» Exercise aim:
Reproduce all of the listing below without alteration.

» Information supplied:
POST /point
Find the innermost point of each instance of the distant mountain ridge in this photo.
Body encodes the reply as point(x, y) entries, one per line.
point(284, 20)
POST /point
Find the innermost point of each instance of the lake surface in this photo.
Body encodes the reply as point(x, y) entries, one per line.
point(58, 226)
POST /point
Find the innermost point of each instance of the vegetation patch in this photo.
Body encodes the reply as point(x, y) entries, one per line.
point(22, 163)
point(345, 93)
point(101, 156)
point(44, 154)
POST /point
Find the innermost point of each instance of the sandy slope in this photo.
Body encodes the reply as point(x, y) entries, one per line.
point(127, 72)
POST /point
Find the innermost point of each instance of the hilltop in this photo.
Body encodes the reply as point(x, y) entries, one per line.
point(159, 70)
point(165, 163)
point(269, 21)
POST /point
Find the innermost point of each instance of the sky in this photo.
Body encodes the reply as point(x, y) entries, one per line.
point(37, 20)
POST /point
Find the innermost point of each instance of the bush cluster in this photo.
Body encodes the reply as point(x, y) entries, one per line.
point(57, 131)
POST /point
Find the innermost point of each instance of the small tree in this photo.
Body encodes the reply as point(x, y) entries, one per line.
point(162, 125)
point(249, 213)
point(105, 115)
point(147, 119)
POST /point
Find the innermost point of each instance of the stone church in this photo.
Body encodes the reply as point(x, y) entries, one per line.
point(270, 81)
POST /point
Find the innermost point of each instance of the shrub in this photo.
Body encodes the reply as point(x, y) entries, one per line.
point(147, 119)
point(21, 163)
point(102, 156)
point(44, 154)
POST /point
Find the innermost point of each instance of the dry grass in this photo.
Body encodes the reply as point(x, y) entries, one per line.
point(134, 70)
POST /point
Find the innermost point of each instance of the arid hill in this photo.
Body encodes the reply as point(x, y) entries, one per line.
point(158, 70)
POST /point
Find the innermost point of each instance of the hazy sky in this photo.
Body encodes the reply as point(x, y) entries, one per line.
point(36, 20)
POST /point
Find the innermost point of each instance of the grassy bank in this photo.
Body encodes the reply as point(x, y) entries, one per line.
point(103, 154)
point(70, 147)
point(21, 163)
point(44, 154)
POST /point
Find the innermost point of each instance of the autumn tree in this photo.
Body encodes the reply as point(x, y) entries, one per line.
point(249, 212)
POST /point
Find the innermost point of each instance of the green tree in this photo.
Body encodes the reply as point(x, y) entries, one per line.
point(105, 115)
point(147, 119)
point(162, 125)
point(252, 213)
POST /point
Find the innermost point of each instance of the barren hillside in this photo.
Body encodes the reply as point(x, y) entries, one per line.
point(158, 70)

» Expected output:
POST /point
Find the innermost point of each instance of the distant mountain ridge in this photo.
Body encodes the reply as point(x, y) entries, one per line.
point(284, 20)
POST /point
Find the innermost point of each instance of the lake surface in this photo.
Body encodes the reply as point(x, y) entries, one per line.
point(58, 226)
POST /point
Find the innermost point of each instance of the vegetation patch in this photo.
Body encodes the reply as point(x, y) entries, one per line.
point(22, 163)
point(345, 93)
point(101, 156)
point(44, 154)
POST /point
Find the innermost point of each instance of the sandy slope in this photo.
Body encodes the reply as point(x, y) entries, one per line.
point(127, 72)
POST /point
Find the innermost point of each instance of the hilltop in this photo.
Body encodes the reply as point(x, y) entries, one per line.
point(159, 70)
point(165, 163)
point(269, 21)
POST /point
Find the innermost point of each instance of the sky in this photo.
Body encodes the reply as point(x, y) entries, one per line.
point(37, 20)
POST /point
Find the innermost point of each instance of the bush cluster in this photo.
Body encodes the reply as point(x, y) entries, one per line.
point(57, 131)
POST /point
Find the innermost point of each instance of the small tree in this photo.
Body encodes the reply as point(x, y) entries, one per line.
point(162, 125)
point(249, 213)
point(105, 115)
point(147, 119)
POST /point
Find the innermost point of each instance of the stone church in this photo.
Body encodes the reply as point(x, y) entries, one per line.
point(270, 81)
POST /point
Find the innermost point of each instance of the shrub in this photo.
Body encodes the reply as point(x, y) entries, one per line.
point(147, 119)
point(21, 163)
point(102, 156)
point(44, 154)
POST /point
Find the innermost point of each instance of the dry grass in this photo.
Body encodes the reply as point(x, y) entries, one per line.
point(134, 70)
POST /point
Find the innermost point of each instance of the arid hill in this photo.
Body encodes the reply as point(x, y) entries, one per line.
point(158, 70)
POST /point
Find the innermost point of each instance of the hazy sky in this photo.
Body encodes the reply as point(x, y) entries, one per line.
point(36, 20)
POST /point
Find the innermost point of each instance of the grassy bank in this photo.
Body encodes the reply as point(x, y) entries, one per line.
point(103, 154)
point(70, 147)
point(21, 163)
point(44, 154)
POST /point
Find the innermost point of each instance of the autumn tree in this photo.
Body encodes the reply as point(x, y) entries, one per line.
point(249, 212)
POST /point
Find the innermost point of each instance of the green tree in this photo.
Body encodes the reply as point(x, y) entries, one per line.
point(105, 115)
point(147, 119)
point(162, 125)
point(252, 213)
POST /point
Find the innermost point of each instance of the barren hillside in this photo.
Body encodes the reply as point(x, y) entries, one per line.
point(158, 70)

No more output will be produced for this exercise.